Nel corso della storia, in particolare da quando hanno iniziato a essere oggetto di interesse intorno al 1600, le Alpi non hanno mai smesso di essere guardate, raffigurate, percorse: un immenso repertorio iconografico ed estetico che nel corso del tempo ha costruito un immaginario collettivo alpino, un’immagine della montagna che tutti noi richiamiamo alla mente quando frequentiamo o pensiamo alle terre alte.
Gli sguardi che hanno osservato la montagna – e che tutt’oggi la osservano, noi inclusi – ne hanno sempre restituito narrazioni che non sono mai neutrali. Che ci piaccia o no siamo eredi del Romanticismo, di quella visione estetica delle Alpi legata al sublime, in cui le montagne sono selvagge, impervie, solitarie e il sentimento prodotto da questa natura così ostile e imponente è un’impressione straniante, vertiginosa e al contempo di meraviglia.
Vi suona famigliare? Quante volte leggiamo o parliamo di “montagna incontaminata e selvaggia“? Saliamo in quota e cerchiamo ancora il sublime, con il nostro sguardo vediamo le guglie appuntite ma ignoriamo il prato da pascolo o da sfalcio su cui stiamo camminando. E se vediamo quest’ultimo, ecco che inevitabilmente evochiamo Heidi con le sue caprette. Si crea così un’immagine della montagna legata alla nostra percezione e a ciò che stiamo cercando: uno sguardo tutt’altro che neutro, bensì carico di stereotipi alpini.

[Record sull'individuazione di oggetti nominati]
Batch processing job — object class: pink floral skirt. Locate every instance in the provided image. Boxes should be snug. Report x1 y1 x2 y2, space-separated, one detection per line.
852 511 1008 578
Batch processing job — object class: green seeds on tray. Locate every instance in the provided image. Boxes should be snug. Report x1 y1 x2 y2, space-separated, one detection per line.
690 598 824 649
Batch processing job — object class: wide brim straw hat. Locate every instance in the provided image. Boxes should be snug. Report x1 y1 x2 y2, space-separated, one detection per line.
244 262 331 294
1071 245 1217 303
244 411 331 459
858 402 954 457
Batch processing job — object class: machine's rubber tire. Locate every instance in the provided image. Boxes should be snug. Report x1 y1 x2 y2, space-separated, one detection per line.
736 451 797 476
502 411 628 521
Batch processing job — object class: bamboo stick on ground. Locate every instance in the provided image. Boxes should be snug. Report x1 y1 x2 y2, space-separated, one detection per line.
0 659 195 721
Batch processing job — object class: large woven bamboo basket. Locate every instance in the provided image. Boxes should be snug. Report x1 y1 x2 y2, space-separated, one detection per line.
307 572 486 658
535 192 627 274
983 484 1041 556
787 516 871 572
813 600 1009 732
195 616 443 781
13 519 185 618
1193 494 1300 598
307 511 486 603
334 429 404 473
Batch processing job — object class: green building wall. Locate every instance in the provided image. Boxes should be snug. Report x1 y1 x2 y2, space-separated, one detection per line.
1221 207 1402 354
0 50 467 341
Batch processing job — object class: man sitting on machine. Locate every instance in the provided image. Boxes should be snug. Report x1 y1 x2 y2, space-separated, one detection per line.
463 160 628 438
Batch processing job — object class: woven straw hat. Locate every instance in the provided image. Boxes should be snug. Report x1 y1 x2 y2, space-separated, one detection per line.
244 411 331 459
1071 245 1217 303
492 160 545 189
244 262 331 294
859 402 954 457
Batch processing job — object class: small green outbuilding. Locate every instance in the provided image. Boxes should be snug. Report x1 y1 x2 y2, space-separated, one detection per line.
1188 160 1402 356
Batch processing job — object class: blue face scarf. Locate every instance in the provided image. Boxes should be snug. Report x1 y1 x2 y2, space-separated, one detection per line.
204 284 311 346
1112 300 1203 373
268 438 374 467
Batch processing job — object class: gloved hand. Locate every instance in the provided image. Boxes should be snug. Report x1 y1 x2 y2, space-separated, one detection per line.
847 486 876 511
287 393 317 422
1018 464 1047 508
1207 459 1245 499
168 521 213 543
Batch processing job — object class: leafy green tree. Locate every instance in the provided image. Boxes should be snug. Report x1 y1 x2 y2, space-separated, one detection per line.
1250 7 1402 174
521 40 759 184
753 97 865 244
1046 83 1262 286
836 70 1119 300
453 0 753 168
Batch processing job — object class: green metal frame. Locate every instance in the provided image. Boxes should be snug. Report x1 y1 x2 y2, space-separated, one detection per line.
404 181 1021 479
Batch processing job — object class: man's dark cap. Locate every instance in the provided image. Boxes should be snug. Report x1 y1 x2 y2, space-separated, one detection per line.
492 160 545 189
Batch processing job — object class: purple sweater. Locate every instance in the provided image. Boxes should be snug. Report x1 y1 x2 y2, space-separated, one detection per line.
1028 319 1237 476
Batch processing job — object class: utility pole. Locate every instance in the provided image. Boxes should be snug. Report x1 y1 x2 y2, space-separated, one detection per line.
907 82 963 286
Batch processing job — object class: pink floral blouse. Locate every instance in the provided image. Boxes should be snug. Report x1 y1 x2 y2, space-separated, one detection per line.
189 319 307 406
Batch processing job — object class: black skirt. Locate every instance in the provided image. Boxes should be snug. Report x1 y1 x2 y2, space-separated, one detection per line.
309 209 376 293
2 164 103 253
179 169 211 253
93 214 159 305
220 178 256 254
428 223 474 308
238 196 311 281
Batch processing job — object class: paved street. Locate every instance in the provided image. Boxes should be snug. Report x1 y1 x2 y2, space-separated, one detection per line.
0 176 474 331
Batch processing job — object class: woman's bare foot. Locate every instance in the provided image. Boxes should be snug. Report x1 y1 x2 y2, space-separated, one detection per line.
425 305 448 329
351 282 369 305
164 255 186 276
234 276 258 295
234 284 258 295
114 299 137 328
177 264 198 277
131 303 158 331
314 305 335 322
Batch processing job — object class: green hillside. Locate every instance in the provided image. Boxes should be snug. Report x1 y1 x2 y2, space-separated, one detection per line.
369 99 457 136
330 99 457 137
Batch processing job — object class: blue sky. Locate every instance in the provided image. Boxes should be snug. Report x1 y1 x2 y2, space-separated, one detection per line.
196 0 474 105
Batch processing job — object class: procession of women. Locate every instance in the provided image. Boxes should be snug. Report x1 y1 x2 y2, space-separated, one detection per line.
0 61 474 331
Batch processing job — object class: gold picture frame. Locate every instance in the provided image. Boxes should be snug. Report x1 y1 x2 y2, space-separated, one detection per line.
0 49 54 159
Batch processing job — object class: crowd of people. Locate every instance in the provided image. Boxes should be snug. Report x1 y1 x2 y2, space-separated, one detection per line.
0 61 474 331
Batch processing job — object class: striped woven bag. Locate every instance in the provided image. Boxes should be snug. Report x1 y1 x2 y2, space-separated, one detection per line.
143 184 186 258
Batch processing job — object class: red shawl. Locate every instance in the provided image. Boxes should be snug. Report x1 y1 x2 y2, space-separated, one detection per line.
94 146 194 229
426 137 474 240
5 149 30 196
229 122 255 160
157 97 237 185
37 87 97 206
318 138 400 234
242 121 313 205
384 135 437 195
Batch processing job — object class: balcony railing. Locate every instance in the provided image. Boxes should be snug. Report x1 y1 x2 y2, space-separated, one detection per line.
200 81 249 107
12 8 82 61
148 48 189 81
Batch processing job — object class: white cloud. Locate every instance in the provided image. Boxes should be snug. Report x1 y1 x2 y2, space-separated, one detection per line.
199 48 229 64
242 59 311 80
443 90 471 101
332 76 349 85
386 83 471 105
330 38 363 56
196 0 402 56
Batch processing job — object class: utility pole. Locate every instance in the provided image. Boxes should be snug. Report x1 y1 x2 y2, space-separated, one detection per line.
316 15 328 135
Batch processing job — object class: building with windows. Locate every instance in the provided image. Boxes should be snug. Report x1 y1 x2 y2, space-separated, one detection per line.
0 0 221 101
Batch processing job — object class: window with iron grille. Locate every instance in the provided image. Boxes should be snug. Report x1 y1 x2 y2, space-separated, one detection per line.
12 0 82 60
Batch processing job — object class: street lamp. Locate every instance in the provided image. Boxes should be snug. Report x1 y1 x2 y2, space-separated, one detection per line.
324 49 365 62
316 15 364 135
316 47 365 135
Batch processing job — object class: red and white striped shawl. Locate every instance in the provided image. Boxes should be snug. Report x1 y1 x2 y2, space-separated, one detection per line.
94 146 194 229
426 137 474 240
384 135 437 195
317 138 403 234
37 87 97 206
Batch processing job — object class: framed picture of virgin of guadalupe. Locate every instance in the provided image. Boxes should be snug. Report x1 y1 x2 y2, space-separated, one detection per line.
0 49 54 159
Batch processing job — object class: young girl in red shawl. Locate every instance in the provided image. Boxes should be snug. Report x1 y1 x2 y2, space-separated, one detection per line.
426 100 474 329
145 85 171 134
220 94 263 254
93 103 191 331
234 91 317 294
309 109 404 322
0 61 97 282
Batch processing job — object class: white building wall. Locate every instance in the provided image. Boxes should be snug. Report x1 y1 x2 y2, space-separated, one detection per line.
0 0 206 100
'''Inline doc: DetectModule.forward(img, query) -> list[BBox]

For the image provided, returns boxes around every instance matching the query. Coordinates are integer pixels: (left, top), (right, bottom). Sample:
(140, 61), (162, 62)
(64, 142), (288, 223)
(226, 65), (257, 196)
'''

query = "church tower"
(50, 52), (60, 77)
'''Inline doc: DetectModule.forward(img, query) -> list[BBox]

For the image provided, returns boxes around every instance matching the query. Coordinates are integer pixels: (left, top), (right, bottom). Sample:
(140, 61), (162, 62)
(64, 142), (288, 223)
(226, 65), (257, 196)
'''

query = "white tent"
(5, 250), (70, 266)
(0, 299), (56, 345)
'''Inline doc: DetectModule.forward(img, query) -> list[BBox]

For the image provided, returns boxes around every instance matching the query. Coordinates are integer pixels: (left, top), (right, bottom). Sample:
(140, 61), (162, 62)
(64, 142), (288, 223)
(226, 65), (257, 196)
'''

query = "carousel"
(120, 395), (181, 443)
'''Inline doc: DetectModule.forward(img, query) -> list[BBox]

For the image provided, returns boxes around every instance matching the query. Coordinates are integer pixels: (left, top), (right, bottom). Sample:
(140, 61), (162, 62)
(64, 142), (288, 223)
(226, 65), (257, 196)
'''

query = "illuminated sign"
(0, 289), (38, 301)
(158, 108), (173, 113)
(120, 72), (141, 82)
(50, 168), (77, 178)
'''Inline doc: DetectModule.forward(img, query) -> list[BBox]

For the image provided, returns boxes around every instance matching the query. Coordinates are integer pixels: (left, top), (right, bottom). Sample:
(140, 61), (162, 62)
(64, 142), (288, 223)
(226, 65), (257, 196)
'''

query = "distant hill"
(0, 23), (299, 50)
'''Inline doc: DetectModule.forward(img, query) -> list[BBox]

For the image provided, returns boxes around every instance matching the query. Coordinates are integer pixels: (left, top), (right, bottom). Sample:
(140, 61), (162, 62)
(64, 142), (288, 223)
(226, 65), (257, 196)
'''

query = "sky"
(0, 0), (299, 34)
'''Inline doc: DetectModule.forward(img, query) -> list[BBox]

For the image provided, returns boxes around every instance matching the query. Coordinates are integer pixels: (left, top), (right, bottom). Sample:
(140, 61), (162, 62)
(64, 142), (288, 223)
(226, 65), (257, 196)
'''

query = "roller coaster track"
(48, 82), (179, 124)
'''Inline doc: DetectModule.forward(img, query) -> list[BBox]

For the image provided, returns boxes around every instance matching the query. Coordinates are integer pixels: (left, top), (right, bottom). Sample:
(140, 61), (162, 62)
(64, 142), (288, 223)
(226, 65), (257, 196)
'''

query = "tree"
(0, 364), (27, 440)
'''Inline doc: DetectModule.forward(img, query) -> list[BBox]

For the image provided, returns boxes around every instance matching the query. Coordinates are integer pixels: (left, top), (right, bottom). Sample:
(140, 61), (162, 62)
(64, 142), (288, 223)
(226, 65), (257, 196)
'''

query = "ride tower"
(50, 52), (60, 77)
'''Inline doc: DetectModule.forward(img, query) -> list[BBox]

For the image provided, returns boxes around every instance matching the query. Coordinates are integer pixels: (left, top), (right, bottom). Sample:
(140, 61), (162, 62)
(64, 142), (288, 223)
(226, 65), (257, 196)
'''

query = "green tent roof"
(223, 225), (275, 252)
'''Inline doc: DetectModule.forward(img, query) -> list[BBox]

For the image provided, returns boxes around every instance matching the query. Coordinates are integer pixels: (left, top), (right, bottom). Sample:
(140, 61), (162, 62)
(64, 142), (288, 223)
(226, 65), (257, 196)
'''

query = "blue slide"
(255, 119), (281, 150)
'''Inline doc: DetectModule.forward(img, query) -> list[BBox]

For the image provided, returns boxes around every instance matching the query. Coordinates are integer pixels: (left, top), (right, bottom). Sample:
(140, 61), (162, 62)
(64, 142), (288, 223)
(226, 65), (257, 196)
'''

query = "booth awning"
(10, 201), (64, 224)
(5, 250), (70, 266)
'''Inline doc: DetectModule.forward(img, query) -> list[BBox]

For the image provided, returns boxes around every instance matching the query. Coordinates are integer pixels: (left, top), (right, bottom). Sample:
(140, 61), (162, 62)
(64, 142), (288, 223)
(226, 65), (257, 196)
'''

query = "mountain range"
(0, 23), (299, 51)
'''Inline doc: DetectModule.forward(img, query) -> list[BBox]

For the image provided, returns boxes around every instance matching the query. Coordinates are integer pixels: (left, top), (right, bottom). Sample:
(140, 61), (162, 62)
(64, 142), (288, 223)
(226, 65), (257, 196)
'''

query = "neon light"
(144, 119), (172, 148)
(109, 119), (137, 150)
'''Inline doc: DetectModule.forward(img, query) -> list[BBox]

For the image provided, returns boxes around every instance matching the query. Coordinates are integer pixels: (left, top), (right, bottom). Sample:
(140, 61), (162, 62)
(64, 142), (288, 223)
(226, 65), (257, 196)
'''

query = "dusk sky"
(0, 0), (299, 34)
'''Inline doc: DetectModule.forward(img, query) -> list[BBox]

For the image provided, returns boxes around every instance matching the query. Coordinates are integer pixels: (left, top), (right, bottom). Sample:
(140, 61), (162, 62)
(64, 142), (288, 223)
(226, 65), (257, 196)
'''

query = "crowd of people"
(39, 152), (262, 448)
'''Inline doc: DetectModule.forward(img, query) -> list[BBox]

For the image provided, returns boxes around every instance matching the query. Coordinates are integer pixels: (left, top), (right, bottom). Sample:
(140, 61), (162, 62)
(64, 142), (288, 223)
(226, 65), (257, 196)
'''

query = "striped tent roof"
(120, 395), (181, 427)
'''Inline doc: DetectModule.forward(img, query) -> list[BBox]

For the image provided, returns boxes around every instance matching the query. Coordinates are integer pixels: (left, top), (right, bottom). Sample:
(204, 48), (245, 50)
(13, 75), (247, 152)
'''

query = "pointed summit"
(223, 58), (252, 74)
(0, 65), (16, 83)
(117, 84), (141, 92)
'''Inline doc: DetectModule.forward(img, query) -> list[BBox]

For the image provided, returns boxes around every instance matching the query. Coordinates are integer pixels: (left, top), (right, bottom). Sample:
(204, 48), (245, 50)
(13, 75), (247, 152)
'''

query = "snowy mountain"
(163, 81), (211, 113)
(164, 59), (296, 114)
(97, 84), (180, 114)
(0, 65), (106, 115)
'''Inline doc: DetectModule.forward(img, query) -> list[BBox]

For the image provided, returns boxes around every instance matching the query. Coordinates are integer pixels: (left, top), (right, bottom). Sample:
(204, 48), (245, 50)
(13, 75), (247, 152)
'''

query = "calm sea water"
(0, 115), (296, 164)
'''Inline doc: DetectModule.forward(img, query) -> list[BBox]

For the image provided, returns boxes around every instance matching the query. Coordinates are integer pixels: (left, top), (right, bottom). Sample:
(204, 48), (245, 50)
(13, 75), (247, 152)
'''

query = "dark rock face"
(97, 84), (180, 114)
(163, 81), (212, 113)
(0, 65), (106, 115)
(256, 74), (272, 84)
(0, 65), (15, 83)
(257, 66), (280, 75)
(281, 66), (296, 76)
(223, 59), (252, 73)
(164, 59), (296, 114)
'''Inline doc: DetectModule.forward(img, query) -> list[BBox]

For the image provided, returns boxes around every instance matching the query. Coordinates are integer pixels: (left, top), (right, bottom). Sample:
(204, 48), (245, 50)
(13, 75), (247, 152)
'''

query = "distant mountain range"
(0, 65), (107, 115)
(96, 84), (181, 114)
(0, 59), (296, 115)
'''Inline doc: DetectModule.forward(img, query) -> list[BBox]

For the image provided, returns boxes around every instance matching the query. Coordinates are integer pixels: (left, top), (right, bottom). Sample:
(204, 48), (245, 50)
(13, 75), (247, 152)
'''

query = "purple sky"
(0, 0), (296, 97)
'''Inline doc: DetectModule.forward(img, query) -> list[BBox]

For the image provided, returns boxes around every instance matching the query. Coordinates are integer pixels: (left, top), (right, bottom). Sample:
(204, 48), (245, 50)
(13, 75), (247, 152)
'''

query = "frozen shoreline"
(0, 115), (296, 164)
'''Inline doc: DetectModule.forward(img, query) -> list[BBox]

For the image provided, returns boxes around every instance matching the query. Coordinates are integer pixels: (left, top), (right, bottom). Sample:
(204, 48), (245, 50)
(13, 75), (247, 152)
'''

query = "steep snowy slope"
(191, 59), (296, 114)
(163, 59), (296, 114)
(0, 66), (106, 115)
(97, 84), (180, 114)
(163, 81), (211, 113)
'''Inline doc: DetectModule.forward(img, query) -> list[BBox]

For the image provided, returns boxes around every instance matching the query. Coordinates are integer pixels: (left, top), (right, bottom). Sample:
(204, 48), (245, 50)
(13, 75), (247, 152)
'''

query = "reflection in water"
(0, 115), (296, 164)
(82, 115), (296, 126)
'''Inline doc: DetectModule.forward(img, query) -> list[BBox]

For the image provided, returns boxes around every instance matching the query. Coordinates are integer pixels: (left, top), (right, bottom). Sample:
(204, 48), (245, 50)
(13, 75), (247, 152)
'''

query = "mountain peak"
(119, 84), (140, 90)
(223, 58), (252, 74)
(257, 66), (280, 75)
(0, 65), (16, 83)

COMPITO DA SVOLGERE:
Trascrivi alla lettera, dal testo sullo sguardo rivolto alle Alpi, il passo che inizia con le parole contenenti "Nel corso della" e termina con "contempo di meraviglia.".

RISULTATO ATTESO:
Nel corso della storia, in particolare da quando hanno iniziato a essere oggetto di interesse intorno al 1600, le Alpi non hanno mai smesso di essere guardate, raffigurate, percorse: un immenso repertorio iconografico ed estetico che nel corso del tempo ha costruito un immaginario collettivo alpino, un’immagine della montagna che tutti noi richiamiamo alla mente quando frequentiamo o pensiamo alle terre alte.
Gli sguardi che hanno osservato la montagna – e che tutt’oggi la osservano, noi inclusi – ne hanno sempre restituito narrazioni che non sono mai neutrali. Che ci piaccia o no siamo eredi del Romanticismo, di quella visione estetica delle Alpi legata al sublime, in cui le montagne sono selvagge, impervie, solitarie e il sentimento prodotto da questa natura così ostile e imponente è un’impressione straniante, vertiginosa e al contempo di meraviglia.